— Directions for this task —
Check every line below for the word "style" and show those that hold it.
----
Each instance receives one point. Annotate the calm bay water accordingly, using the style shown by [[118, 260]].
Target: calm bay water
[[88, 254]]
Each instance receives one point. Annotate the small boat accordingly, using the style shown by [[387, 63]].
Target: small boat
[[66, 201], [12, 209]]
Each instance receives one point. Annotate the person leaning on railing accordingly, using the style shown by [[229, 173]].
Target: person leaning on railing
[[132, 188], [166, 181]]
----
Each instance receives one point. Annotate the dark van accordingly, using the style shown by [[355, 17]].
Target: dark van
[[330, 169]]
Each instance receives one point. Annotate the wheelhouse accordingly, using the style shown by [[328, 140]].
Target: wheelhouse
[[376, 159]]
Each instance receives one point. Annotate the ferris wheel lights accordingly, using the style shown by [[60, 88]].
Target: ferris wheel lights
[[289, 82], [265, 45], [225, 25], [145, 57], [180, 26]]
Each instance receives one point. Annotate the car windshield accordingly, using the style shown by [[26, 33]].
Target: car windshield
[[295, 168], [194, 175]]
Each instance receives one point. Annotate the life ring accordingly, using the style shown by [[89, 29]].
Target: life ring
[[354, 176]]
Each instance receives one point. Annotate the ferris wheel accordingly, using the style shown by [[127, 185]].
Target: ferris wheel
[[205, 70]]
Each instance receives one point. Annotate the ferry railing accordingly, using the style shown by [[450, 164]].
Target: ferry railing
----
— Answer box —
Each instance receives one point. Annotate the calm bay water accordingly, using the style shown by [[118, 260]].
Each instance receives one point. Annotate the small boat accordingly, using the style shown by [[387, 63]].
Each instance receives one point. Annotate the person leaning on railing accordingly, using the style shown by [[229, 173]].
Each instance receives one point. Annotate the dark van accordingly, using the style shown by [[355, 17]].
Each instance receives one point. Annotate the wheelhouse accordingly, using the style shown by [[328, 140]].
Each instance receives one point. Annotate the ferris wheel lights accordingly, using the style shown by [[60, 88]].
Each instance receives one point. Annotate the car windshield accordingly, using the style shown by [[26, 33]].
Each instance receives one point. Annotate the life ring accordingly, using the style shown by [[89, 29]].
Each instance receives one point. Annotate the ferris wheel accordingly, using the style shown by [[127, 185]].
Each instance receives one point. Annotate the ferry railing accordingly, using the style shown by [[450, 164]].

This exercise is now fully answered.